▶ [Об упражнении] Перечислите все виды развлечений, с которыми в тексте о балете наряду назван классический балет в Великобритании на пороге XX века.

▶ [Текст для изучения]

Как отметил однажды сочувствующий критик, «Бурнонвиль – могучий и несколько громоздкий монумент, и чем дальше, тем больше. <…> Самое ужасное в Бурнонвиле – это то, что он <…> действительно был и остается до крайности безупречным. Но терпеть его становится невыносимо». И это было правдой: танцовщики были отличные, и многие divertissements из балетов Бурнонвиля были как минимум не менее искусны и технически сложны, чем новые, где-либо поставленные в XX веке, однако сами его балеты были безнадежно избиты и нравоучительны – отголоски других времен. В конечном счете даже датчане удалили большинство старых балетов Бурнонвиля из текущего репертуара, и теперь они составляют «наследие» – скорее приманку для туристов, чем искусство. Впрочем, и это было частью датской традиции. Сам Бурнонвиль возвел в уровень искусства прославление французского романтизма спустя много лет после того, как французы забыли о нем; теперь же последователи Бурнонвиля сосредоточили свое искусство на сохранении созданного им и давно исчезнувшего датского мира. Чтобы заглянуть в прошлое, было достаточно сходить в Датский королевский театр (как и по сей день). А будущее скрывалось в других местах8.
На пороге XX века классический балет в Великобритании был достоянием мюзик-холлов. Он был популярным развлечением наряду со зрелищными видами спорта, курортами, азартными играми и бегами – настоящий бум в активном времяпрепровождении, возникший в конце века.

▶ [Доступные данные]
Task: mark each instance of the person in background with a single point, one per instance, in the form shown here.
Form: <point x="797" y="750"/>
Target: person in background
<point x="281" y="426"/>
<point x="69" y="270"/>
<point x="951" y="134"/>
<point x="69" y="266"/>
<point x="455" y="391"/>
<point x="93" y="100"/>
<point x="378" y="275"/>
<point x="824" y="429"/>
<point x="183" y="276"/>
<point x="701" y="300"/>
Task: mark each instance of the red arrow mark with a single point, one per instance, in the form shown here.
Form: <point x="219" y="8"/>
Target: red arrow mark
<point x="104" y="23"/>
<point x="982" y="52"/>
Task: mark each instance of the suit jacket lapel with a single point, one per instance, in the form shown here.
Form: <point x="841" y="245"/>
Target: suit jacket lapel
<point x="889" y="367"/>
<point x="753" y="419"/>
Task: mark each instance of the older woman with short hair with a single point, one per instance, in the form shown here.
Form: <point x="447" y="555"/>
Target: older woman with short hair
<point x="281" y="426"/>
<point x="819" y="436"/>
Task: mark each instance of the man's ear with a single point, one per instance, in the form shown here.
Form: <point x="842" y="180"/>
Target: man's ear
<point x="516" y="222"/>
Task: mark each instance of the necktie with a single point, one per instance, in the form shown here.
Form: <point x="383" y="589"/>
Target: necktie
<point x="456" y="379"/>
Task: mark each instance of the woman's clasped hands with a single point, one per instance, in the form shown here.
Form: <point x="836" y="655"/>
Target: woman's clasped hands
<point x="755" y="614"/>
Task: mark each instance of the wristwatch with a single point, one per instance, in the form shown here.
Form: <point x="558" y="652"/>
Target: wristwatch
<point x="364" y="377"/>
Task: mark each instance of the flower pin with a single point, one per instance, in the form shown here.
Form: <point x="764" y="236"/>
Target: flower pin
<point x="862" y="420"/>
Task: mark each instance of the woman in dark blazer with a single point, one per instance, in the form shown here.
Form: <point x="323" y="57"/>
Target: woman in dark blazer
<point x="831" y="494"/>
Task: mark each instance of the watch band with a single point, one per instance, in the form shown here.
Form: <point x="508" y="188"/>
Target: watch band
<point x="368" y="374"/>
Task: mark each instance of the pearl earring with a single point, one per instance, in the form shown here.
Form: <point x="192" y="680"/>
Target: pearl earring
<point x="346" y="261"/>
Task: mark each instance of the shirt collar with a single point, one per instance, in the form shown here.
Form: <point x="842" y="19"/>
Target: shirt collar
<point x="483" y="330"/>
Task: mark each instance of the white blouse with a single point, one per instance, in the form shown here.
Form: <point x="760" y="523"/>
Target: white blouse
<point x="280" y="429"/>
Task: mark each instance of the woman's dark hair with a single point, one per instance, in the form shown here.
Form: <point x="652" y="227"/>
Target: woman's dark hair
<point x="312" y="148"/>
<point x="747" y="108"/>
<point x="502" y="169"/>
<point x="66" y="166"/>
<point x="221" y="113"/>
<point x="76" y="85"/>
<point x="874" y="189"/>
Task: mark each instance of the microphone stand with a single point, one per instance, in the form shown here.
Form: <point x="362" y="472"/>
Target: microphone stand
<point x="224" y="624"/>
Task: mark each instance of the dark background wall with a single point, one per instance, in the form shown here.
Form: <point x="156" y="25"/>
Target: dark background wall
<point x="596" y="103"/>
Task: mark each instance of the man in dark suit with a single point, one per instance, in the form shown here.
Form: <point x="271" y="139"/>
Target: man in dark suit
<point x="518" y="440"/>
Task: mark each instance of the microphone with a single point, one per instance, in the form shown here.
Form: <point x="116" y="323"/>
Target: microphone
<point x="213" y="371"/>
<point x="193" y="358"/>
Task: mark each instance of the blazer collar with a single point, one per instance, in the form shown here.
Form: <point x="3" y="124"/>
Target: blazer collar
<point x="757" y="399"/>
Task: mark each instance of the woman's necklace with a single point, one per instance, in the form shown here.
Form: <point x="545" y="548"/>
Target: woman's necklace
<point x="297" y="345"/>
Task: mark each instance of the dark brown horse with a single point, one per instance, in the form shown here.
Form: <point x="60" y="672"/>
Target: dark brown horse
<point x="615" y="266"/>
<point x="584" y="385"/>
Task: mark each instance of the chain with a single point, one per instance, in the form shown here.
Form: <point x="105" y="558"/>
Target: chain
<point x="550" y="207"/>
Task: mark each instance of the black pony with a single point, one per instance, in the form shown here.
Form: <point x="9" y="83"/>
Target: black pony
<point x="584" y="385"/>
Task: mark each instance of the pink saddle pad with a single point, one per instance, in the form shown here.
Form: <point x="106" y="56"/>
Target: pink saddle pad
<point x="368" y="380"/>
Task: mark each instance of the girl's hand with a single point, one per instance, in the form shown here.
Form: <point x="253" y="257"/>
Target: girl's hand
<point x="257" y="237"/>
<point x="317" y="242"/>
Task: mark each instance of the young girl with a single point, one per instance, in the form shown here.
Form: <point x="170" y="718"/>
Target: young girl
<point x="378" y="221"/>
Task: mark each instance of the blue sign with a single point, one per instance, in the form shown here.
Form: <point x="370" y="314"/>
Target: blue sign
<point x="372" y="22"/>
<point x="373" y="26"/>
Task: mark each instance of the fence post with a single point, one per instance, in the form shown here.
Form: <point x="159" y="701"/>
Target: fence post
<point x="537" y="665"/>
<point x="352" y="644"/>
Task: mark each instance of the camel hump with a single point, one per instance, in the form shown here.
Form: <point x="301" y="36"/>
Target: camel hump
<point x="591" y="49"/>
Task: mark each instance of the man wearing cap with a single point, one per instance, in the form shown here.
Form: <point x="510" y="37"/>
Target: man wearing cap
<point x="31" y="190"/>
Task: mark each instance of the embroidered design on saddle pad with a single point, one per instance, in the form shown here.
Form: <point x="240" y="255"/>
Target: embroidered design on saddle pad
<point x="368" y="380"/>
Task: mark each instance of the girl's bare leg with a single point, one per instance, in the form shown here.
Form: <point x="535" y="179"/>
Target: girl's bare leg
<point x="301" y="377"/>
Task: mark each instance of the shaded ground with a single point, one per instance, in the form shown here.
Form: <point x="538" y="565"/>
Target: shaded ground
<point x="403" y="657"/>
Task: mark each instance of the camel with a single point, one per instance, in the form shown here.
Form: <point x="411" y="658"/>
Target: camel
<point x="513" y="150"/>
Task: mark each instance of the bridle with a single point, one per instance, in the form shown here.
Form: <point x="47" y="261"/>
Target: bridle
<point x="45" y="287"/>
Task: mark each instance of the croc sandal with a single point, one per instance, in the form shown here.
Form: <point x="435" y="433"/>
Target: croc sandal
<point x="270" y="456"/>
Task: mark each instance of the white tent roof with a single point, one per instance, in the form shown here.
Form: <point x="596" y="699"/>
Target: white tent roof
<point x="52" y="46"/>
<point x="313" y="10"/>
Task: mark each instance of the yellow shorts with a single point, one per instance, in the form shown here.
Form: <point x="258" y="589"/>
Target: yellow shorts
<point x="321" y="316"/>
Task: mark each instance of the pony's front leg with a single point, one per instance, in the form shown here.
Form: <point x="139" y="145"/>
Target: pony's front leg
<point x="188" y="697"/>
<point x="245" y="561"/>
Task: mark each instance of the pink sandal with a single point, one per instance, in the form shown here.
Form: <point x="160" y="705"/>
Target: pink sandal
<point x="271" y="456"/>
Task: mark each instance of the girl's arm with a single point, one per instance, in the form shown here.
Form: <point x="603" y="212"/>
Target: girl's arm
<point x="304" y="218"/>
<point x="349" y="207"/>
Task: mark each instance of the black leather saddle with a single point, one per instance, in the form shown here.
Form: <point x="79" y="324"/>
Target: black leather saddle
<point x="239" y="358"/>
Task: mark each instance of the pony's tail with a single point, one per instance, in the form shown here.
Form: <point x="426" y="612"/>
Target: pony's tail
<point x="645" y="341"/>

---

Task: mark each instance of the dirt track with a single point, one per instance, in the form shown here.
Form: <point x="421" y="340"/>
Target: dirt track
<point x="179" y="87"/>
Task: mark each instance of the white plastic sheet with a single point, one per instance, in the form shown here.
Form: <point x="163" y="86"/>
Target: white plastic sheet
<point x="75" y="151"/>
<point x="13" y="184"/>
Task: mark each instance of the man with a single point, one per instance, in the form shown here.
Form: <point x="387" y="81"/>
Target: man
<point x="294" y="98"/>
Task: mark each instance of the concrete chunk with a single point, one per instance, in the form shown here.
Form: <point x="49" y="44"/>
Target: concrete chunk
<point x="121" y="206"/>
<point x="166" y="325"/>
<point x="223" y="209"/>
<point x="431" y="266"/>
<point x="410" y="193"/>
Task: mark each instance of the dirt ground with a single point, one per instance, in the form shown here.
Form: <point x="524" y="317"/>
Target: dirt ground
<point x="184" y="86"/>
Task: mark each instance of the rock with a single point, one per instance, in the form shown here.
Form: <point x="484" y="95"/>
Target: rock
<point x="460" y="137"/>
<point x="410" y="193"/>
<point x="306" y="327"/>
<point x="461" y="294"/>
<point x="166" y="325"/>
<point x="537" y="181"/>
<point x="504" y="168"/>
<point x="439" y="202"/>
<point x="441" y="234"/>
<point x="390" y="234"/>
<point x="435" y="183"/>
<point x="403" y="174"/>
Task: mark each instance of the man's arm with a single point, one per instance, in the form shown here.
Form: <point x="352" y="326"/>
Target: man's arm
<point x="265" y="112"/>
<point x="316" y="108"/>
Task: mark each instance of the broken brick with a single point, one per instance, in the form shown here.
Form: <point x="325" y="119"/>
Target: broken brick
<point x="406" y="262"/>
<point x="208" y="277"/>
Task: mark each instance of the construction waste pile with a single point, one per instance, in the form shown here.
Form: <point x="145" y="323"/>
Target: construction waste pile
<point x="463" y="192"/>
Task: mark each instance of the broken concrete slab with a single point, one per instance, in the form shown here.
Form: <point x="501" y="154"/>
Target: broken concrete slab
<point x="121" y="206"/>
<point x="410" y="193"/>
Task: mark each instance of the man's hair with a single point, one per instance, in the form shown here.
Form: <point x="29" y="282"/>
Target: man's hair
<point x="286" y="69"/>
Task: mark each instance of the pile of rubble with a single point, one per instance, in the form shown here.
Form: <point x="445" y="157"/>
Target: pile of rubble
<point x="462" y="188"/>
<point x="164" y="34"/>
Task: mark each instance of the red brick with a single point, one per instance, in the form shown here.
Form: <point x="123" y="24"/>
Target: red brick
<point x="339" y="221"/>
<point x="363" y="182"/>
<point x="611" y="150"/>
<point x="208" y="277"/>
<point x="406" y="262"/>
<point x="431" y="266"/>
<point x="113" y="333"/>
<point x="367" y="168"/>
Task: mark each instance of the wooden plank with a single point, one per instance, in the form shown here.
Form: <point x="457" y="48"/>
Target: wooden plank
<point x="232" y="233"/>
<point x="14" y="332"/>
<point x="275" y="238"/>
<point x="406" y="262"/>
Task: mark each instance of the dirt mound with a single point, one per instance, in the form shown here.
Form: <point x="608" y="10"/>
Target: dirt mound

▶ [Выполненное задание] Зрелищные виды спорта, курорты, азартные игры, бега.